Output all the records word for word. Drop the pictures.

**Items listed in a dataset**
==========

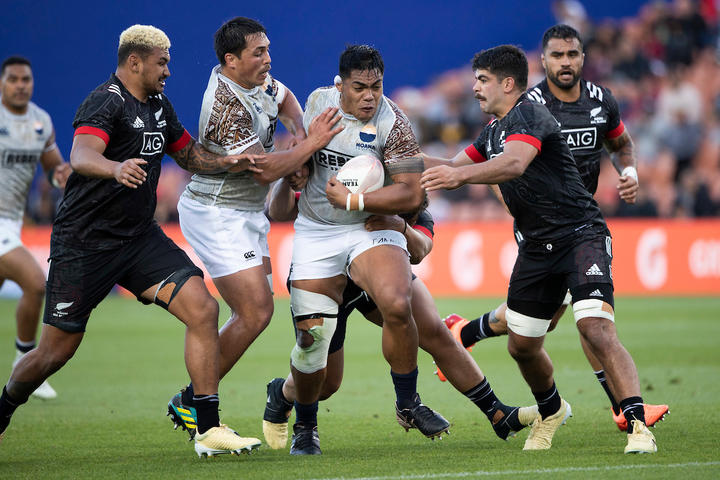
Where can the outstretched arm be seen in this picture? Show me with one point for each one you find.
(195, 158)
(622, 153)
(506, 166)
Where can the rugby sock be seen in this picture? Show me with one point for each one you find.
(483, 396)
(206, 407)
(306, 414)
(548, 401)
(187, 395)
(633, 409)
(603, 382)
(7, 408)
(405, 388)
(24, 347)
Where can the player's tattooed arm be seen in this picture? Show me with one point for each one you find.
(406, 165)
(195, 158)
(623, 158)
(622, 150)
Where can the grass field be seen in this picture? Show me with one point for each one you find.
(109, 419)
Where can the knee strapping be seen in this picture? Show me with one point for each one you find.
(525, 325)
(173, 283)
(592, 307)
(320, 312)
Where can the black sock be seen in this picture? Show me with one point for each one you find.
(306, 413)
(405, 388)
(187, 395)
(549, 401)
(7, 408)
(483, 396)
(603, 382)
(24, 347)
(206, 407)
(633, 409)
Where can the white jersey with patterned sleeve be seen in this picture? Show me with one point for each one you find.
(232, 119)
(387, 136)
(23, 140)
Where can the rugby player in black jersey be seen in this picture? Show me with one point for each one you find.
(589, 119)
(566, 242)
(434, 338)
(105, 234)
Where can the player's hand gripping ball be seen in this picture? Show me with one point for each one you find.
(362, 174)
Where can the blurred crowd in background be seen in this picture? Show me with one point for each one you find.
(663, 67)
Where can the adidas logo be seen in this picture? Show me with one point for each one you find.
(594, 270)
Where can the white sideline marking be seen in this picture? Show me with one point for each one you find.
(486, 473)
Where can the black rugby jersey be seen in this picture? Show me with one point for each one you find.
(549, 201)
(585, 123)
(98, 213)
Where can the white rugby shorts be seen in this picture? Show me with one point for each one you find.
(9, 234)
(324, 251)
(226, 240)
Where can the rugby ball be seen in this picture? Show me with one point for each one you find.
(362, 174)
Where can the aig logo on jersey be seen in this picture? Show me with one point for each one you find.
(581, 138)
(153, 142)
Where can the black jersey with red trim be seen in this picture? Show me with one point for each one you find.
(549, 201)
(98, 213)
(585, 123)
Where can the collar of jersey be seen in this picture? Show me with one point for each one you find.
(232, 83)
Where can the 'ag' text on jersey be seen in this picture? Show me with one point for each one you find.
(100, 213)
(585, 123)
(549, 201)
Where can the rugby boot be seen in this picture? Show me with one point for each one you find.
(430, 423)
(306, 440)
(221, 440)
(44, 391)
(514, 420)
(277, 412)
(641, 440)
(455, 323)
(653, 414)
(182, 415)
(542, 431)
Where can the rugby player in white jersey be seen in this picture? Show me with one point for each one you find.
(221, 214)
(331, 243)
(27, 137)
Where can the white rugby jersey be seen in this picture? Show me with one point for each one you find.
(387, 136)
(23, 140)
(233, 118)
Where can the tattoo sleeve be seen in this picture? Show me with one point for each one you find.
(622, 150)
(197, 159)
(397, 166)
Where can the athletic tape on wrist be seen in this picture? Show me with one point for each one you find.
(630, 172)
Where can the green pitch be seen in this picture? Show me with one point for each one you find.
(109, 419)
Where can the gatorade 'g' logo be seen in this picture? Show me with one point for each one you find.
(153, 142)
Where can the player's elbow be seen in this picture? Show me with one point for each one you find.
(515, 167)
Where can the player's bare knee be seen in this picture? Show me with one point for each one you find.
(169, 288)
(315, 317)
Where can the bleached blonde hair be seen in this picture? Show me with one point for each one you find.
(141, 39)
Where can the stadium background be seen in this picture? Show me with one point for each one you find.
(427, 50)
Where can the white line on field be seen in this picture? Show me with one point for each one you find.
(485, 473)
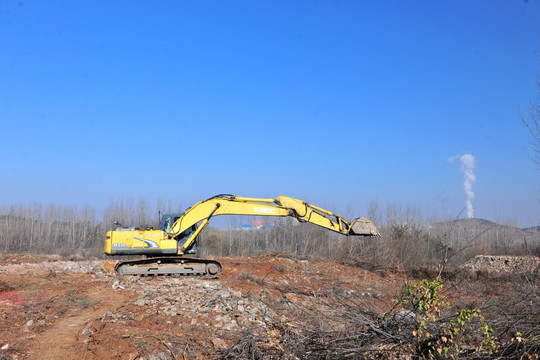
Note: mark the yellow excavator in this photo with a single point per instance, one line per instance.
(164, 249)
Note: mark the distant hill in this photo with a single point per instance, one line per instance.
(484, 231)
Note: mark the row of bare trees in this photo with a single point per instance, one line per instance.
(408, 238)
(68, 230)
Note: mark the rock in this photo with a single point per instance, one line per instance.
(224, 294)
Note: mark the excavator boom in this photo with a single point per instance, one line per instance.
(179, 238)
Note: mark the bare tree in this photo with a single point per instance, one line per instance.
(531, 120)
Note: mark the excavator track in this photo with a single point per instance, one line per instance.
(169, 266)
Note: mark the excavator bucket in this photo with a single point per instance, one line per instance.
(363, 226)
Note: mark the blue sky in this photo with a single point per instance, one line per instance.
(335, 102)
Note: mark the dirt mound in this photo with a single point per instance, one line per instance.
(260, 307)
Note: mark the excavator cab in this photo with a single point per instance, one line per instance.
(167, 220)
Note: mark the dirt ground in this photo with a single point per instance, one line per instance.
(52, 308)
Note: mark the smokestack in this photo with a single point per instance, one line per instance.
(468, 164)
(467, 168)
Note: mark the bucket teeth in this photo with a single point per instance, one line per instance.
(363, 226)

==========

**Output for this exercise**
Where can the outstretched arm be seen in this picture? Show me with one point for each one you find.
(195, 158)
(622, 153)
(506, 166)
Where can the rugby sock be seen in this picture? Show me with one point for each one you find.
(483, 396)
(206, 407)
(306, 414)
(548, 401)
(187, 395)
(633, 409)
(603, 382)
(7, 408)
(405, 388)
(24, 347)
Where can the player's tattooed arm be seen in this picture? Show me with one point for each one you find.
(406, 165)
(195, 158)
(623, 158)
(622, 150)
Where can the grass field be seen in this picture? Show me with one point for each one you find.
(109, 419)
Where can the knee strapping be seen in this picture? Show me with one point for each one you find.
(525, 325)
(173, 283)
(592, 307)
(320, 312)
Where can the black sock be seen in this picture? Show me with one point for each one you find.
(306, 413)
(405, 388)
(187, 395)
(549, 401)
(7, 408)
(483, 396)
(603, 382)
(24, 347)
(206, 407)
(633, 409)
Where can the white jersey with patterned sleeve be seen in this picture? Show me with one point for each one you find.
(232, 119)
(387, 136)
(23, 140)
Where can the rugby player in black jersey be seen in this picture? Show me with one point for each one you find.
(589, 119)
(566, 242)
(434, 338)
(105, 234)
Where can the player's hand gripping ball be seen in this picture? Show me with one point for each one you find.
(362, 174)
Where can the blurred crowd in background be seen in this picture? Show me with one point for each one you find.
(663, 67)
Where can the adidas logo be seen in this picture? Show me with one point for each one you find.
(594, 270)
Where can the white sideline marking be seen in this picture? Show me with one point for each one you find.
(486, 473)
Where can the black rugby jersey be seen in this picture? Show me with one point for each one you find.
(549, 201)
(585, 123)
(98, 213)
Where can the white rugby shorts be seen in this picture? Show me with one point for each one you find.
(9, 234)
(324, 251)
(226, 240)
Where can the rugby ball be seen in this picture? Show me with one point for each one you find.
(362, 174)
Where can the aig logo on jersey be seen in this picture? Show me with one point for each one you find.
(581, 138)
(153, 142)
Where can the black jersey with red trim be seen in this picture? Show me with one point for each one you find.
(549, 201)
(98, 213)
(585, 123)
Where can the collar of jersey be seen in this picture? Show me with one point for each one you find.
(232, 83)
Where can the 'ag' text on jersey be seen in this picture? Show me with one point for each one you find.
(100, 213)
(585, 123)
(549, 201)
Where can the rugby boot be seen in this picture? Show me with one point for each one you find.
(430, 423)
(306, 440)
(221, 440)
(44, 391)
(514, 420)
(277, 412)
(641, 440)
(455, 323)
(653, 414)
(182, 415)
(542, 431)
Where can the rugby player in white jersey be seen in this picture? Show me with one point for each one you find.
(221, 214)
(331, 243)
(27, 137)
Where can the white rugby jersey be seen in this picture? Show me with one point for each one you find.
(387, 136)
(23, 140)
(233, 118)
Where can the tattoo sleeve be seen in this picture? Show me with one point for each one you find.
(622, 150)
(197, 159)
(397, 166)
Where can the athletic tape on wrist be seen in this picture? Show me with one point for each one you find.
(630, 172)
Where can the green pitch be seen in this picture? Show me with one point for each one you find.
(109, 419)
Where can the gatorade 'g' logo be seen in this picture? Show me with one point for each one you find.
(153, 142)
Where can the player's elbow be seen in this picture? Show me with one point for each one you find.
(515, 167)
Where can the player's bare knee be seen in this picture? Show me with one point for each one you find.
(169, 288)
(315, 317)
Where can the bleached blonde hair be seen in this picture? Show me with one point for each one you find.
(141, 39)
Where can the stadium background be seen in this picture? Show me with one point for each one you find.
(427, 50)
Where can the white line on field be seen in this picture? Show me with one point for each one you find.
(485, 473)
Note: mark the yellow excavator in this photo with a single point per instance, one line per instance.
(164, 249)
Note: mark the distant hill in this photo with a single point per instance, one line per instance.
(484, 231)
Note: mark the row of bare trees in this photo with a single point per instance, one line per instance.
(408, 238)
(68, 230)
Note: mark the rock in this photo with a single point per instance, one line per instance.
(224, 294)
Note: mark the excavator boom in this photo with a single point per instance, one line per instance.
(179, 238)
Note: mark the bare tree in this photo with a single point per instance, one line per instance.
(531, 120)
Note: mark the excavator track in this photo with a single point per instance, one line per instance.
(169, 266)
Note: mark the excavator bucket in this photo with a single point per instance, one line per instance.
(363, 226)
Note: mark the blue sky in this photo with a single point per instance, one line per instance.
(335, 102)
Note: mark the dirt mound in this photo with a single point per instance, one line per instance.
(260, 307)
Note: mark the excavator cab in this photo with a single point per instance, one line per instance.
(167, 220)
Note: mark the dirt ground in this photo with a single point per instance, one line per instance.
(52, 308)
Note: mark the smokestack in this photo with a single point per instance, one line per instance.
(468, 164)
(467, 168)
Note: mark the bucket teeth in this photo with a single point per instance, one line per instance.
(363, 226)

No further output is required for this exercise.